> **RECORDS FOR PROCESSING**:
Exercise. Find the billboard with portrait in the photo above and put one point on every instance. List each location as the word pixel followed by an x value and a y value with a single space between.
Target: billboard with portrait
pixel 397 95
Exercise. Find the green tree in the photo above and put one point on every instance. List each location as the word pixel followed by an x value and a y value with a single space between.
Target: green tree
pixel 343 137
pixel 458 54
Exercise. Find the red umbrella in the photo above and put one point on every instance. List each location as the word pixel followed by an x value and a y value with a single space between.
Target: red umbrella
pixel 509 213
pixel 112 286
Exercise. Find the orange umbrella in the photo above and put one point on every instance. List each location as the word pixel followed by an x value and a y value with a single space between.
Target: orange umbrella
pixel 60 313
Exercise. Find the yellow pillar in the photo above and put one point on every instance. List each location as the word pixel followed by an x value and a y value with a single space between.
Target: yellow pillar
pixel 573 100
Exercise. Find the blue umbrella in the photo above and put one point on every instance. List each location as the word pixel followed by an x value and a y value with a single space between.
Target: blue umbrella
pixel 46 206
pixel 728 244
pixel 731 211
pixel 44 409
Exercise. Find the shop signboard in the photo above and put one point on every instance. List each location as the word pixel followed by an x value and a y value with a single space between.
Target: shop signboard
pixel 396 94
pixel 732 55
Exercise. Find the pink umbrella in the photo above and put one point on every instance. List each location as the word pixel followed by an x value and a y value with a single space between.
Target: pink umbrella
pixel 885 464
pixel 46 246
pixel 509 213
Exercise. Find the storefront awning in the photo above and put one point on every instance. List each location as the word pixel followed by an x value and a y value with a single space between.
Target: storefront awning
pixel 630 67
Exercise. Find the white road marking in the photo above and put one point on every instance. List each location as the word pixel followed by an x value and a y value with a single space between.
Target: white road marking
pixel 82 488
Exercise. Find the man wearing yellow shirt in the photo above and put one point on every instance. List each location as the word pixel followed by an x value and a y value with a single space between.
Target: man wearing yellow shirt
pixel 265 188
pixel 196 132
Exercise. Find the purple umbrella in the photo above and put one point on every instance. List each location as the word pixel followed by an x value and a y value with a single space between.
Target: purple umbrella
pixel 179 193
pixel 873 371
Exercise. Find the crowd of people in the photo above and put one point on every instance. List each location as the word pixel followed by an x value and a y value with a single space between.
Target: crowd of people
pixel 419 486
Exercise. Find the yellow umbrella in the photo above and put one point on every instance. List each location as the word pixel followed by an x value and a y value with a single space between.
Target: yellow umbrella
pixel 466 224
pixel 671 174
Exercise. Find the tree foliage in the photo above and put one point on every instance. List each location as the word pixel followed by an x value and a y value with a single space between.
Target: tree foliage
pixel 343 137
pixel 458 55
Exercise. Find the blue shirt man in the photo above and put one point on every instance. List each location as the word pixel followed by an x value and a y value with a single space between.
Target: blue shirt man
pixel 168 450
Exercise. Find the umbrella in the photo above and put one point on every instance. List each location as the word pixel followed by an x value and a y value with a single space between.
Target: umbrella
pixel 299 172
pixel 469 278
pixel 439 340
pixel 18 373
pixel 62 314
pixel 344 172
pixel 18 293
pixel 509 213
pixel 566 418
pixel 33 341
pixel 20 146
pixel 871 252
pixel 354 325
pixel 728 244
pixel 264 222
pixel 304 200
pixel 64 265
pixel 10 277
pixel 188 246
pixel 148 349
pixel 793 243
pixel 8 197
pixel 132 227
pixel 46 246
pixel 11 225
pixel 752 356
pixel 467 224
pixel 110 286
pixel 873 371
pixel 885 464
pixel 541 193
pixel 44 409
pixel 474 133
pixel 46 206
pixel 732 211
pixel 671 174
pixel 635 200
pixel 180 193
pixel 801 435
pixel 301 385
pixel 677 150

> **INSTRUCTIONS FOR THE TASK**: Write all the entries out again exactly as they are.

> **ANSWER SPACE**:
Exercise. Find the billboard with portrait in the photo above and put one point on every instance. List each location as the word pixel followed by an x value and a y value with a single space between.
Target: billboard with portrait
pixel 397 95
Exercise. Find the green tree in the photo above and put one point on every instance. List each location as the word pixel followed by an x value and a y value with a single space between.
Target: green tree
pixel 343 137
pixel 458 54
Exercise. Find the red umbrella in the photo above and put one point on every instance. List each location as the word pixel followed by an x value and a y value with a single space between.
Target: red umbrella
pixel 509 213
pixel 112 286
Exercise. Find the orange umbrella in the photo above and put one point on every instance. List each location as the word pixel followed by an x value and a y value with a single space between.
Target: orange umbrella
pixel 60 313
Exercise. Find the yellow pillar in the photo above and put one point on every instance. List each location as the word pixel followed by an x value and a y value with a single space between.
Target: yellow pillar
pixel 573 100
Exercise. Find the blue umbrella in the photo above and put one point on every instance. List each location as the word pixel followed by an x value and a y value with a single space between.
Target: blue umbrella
pixel 46 206
pixel 728 244
pixel 731 211
pixel 44 409
Exercise. Find the shop signboard in the photo above and put one point on every instance. List each location as the word pixel followed by an x value and a y value with a single space between.
Target: shop signboard
pixel 396 94
pixel 732 55
Exercise. Find the pink umbrella in the photo above and put one point on every instance. List each location as the word pixel followed by an x value and a y value with a single space between.
Target: pink umbrella
pixel 885 464
pixel 46 246
pixel 509 213
Exercise. Find the storefront awning in the photo above and put one point on every instance. List each location as the word pixel followed by an x value and a y value with a single space between.
Target: storefront awning
pixel 630 67
Exercise. Find the white road marking in the photo above and put one point on every instance. List each location as the word pixel followed by an x value and a y value with a single space between.
Target: white road marking
pixel 82 488
Exercise. Find the man wearing yellow shirt in the photo above and put one point on every instance. List each location as the word pixel followed by an x value and a y value with a single space between.
Target: man wearing yellow shirt
pixel 265 188
pixel 196 132
Exercise. Find the purple umbrella in the photo above and put one point on every instance. List each location as the word pixel followed by an x value and a y value with a single space between.
Target: purple umbrella
pixel 179 193
pixel 873 371
Exercise. Find the crowd of people in the photo above and put one point on every instance. List each location as the word pixel followed by an x value and a y value with a single space between.
Target: crowd of people
pixel 419 486
Exercise. Find the yellow umbrella in the photo above and put one point on every instance. List each location as the word pixel followed by an x value and a y value with a single space between.
Target: yellow umbrella
pixel 466 224
pixel 671 174
Exercise. Find the tree foliage in the photo above and put one point on every instance. List each location as the word pixel followed by an x value and a y value with a single space between.
Target: tree foliage
pixel 343 137
pixel 458 55
Exercise. Find the blue shirt man in the photo above and put one point on every instance. List each location as the word pixel followed by an x value and a y value with a single space between.
Target: blue shirt man
pixel 168 450
Exercise. Find the umbrella in the photo above and put one point on every instance. List each location as the word pixel followed by an x value and a y value with a single space between.
Target: umbrella
pixel 299 172
pixel 469 278
pixel 439 340
pixel 18 373
pixel 62 314
pixel 344 172
pixel 18 293
pixel 509 213
pixel 566 418
pixel 33 341
pixel 20 146
pixel 871 252
pixel 354 325
pixel 728 244
pixel 264 222
pixel 304 200
pixel 64 265
pixel 10 277
pixel 188 246
pixel 148 349
pixel 793 243
pixel 8 197
pixel 132 227
pixel 46 246
pixel 11 225
pixel 752 356
pixel 467 224
pixel 110 286
pixel 873 371
pixel 885 464
pixel 541 193
pixel 44 409
pixel 474 133
pixel 46 206
pixel 732 211
pixel 671 174
pixel 635 200
pixel 180 193
pixel 801 435
pixel 301 385
pixel 677 150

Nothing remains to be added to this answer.